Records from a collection
============================================================

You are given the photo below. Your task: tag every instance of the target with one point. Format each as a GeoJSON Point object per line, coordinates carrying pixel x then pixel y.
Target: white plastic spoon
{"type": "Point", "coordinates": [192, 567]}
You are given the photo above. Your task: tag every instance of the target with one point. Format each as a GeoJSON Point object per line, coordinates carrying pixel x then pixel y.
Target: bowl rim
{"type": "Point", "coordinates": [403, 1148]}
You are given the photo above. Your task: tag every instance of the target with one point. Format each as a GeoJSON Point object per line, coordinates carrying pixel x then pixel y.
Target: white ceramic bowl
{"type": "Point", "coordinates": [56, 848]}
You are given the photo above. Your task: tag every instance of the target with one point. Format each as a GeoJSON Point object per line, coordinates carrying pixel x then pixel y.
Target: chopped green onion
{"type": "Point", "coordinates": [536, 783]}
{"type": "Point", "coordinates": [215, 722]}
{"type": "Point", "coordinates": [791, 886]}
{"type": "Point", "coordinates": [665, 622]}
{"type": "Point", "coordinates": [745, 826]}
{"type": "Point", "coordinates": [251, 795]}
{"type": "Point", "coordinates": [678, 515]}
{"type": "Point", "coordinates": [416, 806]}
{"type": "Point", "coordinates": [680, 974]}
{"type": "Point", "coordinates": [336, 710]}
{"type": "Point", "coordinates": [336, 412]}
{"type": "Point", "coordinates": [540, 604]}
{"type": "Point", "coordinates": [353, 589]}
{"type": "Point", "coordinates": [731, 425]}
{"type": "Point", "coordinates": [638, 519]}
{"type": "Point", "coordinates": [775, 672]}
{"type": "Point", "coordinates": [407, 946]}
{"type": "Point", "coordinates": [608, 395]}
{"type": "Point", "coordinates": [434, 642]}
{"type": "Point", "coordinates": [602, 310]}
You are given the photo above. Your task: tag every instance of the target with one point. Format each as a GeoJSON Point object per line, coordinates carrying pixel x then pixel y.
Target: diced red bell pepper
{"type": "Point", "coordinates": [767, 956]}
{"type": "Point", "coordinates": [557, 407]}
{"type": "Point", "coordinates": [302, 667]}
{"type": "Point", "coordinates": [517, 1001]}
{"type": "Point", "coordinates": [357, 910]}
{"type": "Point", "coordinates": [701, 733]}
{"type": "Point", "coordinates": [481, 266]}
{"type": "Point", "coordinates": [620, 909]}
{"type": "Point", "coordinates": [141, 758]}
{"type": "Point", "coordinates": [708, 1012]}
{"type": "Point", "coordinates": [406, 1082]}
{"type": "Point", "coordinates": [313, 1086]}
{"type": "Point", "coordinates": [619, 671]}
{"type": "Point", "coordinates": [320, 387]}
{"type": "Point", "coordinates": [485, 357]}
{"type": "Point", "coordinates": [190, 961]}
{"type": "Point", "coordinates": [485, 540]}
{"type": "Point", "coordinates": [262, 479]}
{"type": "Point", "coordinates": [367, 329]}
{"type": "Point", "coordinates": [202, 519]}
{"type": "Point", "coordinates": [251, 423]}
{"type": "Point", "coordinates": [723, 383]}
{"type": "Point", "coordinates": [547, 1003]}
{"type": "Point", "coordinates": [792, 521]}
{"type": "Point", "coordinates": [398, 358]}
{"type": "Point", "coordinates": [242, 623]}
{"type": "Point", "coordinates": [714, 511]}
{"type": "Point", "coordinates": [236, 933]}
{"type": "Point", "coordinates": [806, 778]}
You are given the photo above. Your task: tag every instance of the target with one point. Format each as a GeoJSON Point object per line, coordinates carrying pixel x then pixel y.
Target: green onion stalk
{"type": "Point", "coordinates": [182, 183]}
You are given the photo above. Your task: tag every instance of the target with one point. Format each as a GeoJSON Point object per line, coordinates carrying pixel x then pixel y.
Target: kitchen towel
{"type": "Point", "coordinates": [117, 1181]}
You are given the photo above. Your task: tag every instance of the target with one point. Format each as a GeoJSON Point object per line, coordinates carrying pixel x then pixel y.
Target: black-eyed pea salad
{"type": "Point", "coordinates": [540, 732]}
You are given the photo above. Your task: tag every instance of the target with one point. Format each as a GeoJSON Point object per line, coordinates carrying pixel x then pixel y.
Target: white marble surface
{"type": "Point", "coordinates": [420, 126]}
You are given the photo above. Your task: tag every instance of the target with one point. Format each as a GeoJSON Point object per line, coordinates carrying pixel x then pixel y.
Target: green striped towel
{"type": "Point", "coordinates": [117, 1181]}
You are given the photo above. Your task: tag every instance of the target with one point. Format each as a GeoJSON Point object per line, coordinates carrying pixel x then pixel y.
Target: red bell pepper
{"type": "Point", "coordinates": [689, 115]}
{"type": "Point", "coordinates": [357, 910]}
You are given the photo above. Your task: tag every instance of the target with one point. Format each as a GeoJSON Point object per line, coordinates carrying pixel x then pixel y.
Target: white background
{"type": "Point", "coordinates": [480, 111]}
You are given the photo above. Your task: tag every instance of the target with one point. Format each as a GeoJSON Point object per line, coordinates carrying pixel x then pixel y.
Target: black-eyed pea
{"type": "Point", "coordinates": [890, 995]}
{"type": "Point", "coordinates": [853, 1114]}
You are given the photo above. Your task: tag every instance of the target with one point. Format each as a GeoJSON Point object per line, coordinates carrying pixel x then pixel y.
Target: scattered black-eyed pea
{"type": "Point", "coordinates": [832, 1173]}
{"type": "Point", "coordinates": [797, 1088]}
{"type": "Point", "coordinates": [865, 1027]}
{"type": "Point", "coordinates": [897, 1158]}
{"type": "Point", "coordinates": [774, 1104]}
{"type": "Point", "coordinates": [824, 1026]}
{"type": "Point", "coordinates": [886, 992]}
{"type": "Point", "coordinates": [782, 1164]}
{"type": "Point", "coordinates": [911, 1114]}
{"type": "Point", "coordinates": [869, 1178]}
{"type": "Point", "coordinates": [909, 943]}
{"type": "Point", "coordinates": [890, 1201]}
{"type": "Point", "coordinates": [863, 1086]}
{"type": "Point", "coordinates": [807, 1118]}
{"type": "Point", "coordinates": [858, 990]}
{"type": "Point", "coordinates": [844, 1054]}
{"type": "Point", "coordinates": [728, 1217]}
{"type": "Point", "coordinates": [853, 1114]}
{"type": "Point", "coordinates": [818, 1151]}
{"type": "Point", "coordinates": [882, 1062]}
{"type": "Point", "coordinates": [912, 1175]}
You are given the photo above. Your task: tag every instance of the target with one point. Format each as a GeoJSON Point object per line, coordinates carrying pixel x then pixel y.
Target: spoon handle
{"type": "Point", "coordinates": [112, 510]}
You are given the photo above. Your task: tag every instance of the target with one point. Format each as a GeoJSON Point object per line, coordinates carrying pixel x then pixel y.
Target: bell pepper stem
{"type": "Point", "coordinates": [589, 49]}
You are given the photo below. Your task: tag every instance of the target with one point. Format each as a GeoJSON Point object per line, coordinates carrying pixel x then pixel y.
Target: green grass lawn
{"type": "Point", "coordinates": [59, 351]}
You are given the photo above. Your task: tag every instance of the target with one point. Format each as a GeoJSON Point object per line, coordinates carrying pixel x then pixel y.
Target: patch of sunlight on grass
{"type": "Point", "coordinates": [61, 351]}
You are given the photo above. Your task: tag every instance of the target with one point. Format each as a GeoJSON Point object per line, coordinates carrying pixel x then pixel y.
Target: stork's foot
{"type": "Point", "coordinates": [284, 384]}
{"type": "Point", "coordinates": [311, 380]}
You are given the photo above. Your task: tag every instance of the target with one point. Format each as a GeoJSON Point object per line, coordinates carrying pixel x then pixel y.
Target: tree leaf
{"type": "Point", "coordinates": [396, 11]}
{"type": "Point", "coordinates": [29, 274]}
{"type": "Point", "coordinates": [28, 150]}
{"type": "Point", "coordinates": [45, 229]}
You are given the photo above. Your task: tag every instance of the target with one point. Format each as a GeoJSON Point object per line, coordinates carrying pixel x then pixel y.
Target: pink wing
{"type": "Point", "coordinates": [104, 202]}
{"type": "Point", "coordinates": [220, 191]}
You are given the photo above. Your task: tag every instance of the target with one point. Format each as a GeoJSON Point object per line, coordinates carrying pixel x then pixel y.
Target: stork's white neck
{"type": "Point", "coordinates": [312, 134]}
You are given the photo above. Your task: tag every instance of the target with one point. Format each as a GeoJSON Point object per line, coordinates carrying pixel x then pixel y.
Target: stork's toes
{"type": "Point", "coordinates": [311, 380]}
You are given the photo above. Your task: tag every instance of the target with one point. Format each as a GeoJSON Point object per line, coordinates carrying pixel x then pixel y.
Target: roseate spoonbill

============================================================

#### Work task
The lines from the one containing "Target: pink wing" through the end of the data are to be copied exactly, the first and last of them included.

#### Response below
Target: pink wing
{"type": "Point", "coordinates": [104, 202]}
{"type": "Point", "coordinates": [220, 191]}
You are given the photo above. Your task: tag every instance of the target with one point. Format each as a GeoJSON Point object per line, coordinates carrying pixel x then pixel y.
Target: stork's white neck
{"type": "Point", "coordinates": [312, 134]}
You are given the photo above. Your task: tag every instance of the target with one point. Format each as a GeoJSON Point object per line, coordinates carrying pixel x then pixel y.
Target: stork's toes
{"type": "Point", "coordinates": [311, 380]}
You are given the photo above. Your task: tag every instance of the target with one point. Format each as a GeoJSON Point object per line, coordinates carrying pixel x then pixel y.
Target: roseate spoonbill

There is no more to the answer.